Available records:
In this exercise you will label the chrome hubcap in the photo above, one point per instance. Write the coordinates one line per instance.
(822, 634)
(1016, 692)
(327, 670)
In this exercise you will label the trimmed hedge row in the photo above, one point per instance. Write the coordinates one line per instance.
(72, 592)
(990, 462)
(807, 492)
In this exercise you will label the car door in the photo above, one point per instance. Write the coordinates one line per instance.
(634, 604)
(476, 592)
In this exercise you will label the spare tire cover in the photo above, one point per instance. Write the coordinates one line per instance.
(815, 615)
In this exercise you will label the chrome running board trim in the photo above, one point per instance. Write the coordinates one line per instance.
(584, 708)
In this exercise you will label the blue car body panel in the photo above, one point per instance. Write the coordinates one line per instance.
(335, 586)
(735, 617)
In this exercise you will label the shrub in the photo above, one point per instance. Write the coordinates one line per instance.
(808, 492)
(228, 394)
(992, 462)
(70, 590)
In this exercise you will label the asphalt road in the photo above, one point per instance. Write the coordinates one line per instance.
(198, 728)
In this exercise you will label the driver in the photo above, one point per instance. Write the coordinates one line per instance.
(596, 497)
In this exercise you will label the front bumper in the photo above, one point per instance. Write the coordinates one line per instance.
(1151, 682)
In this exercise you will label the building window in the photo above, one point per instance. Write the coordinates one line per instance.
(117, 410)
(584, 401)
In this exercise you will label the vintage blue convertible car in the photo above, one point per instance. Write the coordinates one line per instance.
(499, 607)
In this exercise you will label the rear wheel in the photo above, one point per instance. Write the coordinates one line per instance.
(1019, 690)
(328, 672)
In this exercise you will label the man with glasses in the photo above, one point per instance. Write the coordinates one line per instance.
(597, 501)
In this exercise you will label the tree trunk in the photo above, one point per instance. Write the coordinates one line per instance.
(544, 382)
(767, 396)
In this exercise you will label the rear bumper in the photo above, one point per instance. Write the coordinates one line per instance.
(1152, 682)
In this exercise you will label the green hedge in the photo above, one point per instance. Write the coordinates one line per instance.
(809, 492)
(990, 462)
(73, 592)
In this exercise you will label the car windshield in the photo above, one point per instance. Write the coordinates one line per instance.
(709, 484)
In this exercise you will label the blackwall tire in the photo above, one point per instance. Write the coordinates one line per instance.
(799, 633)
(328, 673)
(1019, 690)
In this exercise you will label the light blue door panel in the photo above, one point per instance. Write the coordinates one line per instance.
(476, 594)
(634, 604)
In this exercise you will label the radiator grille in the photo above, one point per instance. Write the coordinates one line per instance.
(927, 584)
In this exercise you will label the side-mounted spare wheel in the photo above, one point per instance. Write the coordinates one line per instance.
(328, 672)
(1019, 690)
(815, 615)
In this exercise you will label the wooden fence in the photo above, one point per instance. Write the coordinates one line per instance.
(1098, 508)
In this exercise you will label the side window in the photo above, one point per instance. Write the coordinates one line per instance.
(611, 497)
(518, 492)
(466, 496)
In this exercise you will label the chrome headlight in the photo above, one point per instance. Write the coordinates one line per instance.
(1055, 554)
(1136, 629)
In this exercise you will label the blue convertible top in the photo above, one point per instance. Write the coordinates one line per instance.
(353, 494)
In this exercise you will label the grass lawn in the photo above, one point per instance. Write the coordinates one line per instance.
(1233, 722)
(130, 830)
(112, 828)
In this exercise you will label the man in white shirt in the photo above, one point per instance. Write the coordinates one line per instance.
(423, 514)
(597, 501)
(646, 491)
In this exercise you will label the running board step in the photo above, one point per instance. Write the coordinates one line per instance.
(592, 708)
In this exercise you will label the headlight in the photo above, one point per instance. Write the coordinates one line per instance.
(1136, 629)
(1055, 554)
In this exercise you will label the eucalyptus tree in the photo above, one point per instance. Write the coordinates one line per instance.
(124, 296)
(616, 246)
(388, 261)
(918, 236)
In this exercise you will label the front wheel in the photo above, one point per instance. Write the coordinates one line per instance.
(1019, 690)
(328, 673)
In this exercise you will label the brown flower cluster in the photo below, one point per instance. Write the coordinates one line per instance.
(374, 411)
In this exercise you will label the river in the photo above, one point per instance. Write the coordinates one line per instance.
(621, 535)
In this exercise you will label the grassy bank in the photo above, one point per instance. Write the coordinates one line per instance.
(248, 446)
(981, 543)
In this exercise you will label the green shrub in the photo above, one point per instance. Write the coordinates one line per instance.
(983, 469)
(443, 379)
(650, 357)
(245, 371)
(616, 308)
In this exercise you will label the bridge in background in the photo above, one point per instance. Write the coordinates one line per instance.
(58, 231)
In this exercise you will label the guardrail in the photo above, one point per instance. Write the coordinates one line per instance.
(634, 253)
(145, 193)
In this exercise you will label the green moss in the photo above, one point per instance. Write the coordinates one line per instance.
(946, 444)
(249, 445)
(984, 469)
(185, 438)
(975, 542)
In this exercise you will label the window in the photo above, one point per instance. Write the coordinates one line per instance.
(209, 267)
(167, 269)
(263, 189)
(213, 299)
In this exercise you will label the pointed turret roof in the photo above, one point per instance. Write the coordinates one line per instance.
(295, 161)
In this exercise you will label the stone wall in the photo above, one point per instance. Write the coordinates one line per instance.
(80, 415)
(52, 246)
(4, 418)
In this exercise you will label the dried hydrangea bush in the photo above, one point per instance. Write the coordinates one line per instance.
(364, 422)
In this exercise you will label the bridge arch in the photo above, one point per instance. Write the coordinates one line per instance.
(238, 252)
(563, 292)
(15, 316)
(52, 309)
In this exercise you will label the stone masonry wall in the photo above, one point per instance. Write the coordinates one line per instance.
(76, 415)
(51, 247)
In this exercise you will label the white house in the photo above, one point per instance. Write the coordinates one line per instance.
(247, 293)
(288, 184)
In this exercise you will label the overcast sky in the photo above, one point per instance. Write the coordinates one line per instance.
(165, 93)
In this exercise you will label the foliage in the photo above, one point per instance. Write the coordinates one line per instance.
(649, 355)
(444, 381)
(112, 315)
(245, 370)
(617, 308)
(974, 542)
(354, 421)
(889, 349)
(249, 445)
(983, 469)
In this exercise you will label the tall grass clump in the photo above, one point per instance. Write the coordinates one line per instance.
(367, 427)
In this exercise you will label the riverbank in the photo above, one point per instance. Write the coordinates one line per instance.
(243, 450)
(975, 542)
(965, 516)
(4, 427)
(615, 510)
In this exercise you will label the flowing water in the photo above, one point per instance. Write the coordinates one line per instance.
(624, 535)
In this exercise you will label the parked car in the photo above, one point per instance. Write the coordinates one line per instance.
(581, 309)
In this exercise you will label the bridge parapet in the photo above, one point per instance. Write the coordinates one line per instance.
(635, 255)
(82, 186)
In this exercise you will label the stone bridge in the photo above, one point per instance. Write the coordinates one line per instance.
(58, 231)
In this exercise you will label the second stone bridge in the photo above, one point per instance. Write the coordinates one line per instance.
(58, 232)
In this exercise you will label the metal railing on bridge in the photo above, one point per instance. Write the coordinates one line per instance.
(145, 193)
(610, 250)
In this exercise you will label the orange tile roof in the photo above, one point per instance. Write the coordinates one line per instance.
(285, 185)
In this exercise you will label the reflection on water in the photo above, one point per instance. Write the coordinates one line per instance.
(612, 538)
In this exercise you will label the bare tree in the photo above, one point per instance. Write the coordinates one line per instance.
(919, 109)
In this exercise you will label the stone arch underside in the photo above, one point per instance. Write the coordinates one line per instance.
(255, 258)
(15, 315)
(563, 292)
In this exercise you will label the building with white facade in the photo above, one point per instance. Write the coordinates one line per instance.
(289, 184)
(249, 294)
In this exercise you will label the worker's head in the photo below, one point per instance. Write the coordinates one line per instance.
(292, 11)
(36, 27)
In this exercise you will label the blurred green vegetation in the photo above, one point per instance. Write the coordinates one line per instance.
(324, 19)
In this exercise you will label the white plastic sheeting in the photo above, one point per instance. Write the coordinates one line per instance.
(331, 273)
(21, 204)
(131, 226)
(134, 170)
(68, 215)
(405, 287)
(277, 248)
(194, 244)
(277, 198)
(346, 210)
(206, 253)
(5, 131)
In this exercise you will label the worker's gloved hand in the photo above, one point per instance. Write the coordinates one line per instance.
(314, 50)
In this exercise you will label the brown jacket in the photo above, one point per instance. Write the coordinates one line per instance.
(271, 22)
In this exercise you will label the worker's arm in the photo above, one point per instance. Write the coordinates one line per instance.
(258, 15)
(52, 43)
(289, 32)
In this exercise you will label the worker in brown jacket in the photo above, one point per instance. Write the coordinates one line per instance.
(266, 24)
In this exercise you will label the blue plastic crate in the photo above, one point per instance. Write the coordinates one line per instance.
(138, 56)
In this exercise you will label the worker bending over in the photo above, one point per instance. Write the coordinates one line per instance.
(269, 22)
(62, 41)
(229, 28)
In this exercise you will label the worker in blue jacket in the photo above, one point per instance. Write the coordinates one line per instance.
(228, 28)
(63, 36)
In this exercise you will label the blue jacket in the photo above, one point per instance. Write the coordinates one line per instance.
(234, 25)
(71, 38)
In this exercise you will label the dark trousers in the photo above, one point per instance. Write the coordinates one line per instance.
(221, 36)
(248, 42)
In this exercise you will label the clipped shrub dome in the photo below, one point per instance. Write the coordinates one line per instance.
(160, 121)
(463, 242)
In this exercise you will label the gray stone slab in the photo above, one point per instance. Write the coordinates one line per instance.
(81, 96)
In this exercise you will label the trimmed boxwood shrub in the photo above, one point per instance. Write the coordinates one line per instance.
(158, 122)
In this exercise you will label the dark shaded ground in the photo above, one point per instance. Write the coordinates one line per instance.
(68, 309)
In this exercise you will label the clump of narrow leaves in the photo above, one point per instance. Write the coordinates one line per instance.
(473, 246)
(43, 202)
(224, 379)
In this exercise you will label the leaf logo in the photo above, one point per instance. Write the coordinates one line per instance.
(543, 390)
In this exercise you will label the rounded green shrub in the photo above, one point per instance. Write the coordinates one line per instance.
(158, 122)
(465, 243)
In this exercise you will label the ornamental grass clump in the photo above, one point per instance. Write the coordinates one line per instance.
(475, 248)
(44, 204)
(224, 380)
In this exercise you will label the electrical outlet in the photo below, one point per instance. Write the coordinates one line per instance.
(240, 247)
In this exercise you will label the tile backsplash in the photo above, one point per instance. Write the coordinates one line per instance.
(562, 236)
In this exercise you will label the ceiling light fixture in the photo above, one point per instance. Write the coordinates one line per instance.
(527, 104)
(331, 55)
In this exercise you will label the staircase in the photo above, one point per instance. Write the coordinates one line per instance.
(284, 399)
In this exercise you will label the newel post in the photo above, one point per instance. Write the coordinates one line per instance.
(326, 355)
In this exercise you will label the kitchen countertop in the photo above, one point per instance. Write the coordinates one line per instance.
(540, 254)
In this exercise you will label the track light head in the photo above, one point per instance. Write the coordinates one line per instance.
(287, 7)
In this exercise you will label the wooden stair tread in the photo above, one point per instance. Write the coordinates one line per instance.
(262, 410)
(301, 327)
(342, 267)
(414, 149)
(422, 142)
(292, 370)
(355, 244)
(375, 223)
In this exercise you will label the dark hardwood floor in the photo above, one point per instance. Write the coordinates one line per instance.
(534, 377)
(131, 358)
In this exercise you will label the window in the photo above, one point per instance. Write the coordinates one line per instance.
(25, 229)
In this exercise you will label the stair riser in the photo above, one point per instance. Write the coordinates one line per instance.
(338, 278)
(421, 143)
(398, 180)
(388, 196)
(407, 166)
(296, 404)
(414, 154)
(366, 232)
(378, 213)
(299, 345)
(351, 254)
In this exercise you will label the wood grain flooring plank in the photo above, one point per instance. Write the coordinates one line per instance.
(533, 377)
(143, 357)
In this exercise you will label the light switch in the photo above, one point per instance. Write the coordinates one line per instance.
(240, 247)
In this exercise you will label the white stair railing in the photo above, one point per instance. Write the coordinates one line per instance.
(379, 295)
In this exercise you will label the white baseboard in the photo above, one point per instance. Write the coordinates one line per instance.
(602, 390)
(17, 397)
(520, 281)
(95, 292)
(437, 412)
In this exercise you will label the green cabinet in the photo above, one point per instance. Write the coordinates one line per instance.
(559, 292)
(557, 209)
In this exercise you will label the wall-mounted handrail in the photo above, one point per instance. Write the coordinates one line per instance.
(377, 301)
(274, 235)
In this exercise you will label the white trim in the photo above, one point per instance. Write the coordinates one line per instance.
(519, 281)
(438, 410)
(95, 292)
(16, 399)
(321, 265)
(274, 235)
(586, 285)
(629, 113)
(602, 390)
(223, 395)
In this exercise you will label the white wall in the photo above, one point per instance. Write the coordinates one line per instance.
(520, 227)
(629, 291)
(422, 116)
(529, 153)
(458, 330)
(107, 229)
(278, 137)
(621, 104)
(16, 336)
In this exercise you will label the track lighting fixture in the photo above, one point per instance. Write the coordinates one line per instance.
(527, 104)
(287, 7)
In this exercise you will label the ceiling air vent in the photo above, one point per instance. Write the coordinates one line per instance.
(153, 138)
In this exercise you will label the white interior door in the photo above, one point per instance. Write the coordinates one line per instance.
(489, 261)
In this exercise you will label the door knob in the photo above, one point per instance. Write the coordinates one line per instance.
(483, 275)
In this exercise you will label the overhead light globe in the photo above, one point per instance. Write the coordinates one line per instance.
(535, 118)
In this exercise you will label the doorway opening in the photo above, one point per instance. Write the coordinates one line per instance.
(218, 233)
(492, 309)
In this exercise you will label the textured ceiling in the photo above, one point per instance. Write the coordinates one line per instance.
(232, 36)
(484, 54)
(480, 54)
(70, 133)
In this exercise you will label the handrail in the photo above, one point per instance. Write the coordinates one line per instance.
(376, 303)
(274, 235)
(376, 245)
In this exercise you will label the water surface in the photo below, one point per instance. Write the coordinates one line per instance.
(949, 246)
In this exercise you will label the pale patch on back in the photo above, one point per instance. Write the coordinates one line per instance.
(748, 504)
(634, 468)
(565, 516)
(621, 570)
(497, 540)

What you will do: Starting with the line that contains "In this exercise you will label the white interior", repeat each line through the last one exactly as it appears. Include both ends and nothing more.

Finished answer:
In this exercise you will label the white interior door in the photo above, one point per instance. Write the coordinates one line per instance.
(489, 261)
In this exercise you will label the door knob in the photo above, one point per instance. Write the coordinates one line per instance.
(483, 275)
In this exercise you will label the overhead light globe in the photo above, one point per instance. Write the coordinates one line per instance.
(535, 118)
In this exercise you will label the doorway opening in the photo above, one point per instance. Write the coordinates one line per instance.
(218, 233)
(492, 309)
In this exercise you will label the textured ceiling in the photo above, one point per instance. Write the coordinates one line per instance.
(232, 36)
(484, 54)
(480, 54)
(70, 133)
In this exercise you will label the handrail in the photo above, one point per instance. Write the coordinates one line per instance.
(376, 303)
(274, 235)
(376, 245)
In this exercise you will label the water surface in the photo below, one point per instance. Write the coordinates one line per instance.
(949, 246)
In this exercise you will label the pale patch on back in the photo above, one point per instance. Write the coordinates one line per instance.
(748, 504)
(634, 468)
(565, 516)
(621, 570)
(497, 540)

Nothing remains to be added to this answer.